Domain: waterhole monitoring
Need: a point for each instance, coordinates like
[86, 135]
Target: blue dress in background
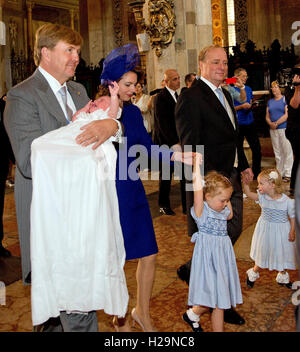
[135, 216]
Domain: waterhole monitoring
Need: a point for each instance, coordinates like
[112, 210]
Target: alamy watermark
[154, 157]
[2, 293]
[296, 36]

• Work required
Copy all of the records verbatim, omitting the pictures.

• Answer
Domain: waterhole monitoring
Need: a point for each instance, coordinates like
[86, 135]
Target: blue dress in background
[135, 216]
Domain: waterhole monitoring
Need: a point for each instance, coordinates like
[112, 210]
Target: alamy watermark
[154, 157]
[2, 293]
[296, 36]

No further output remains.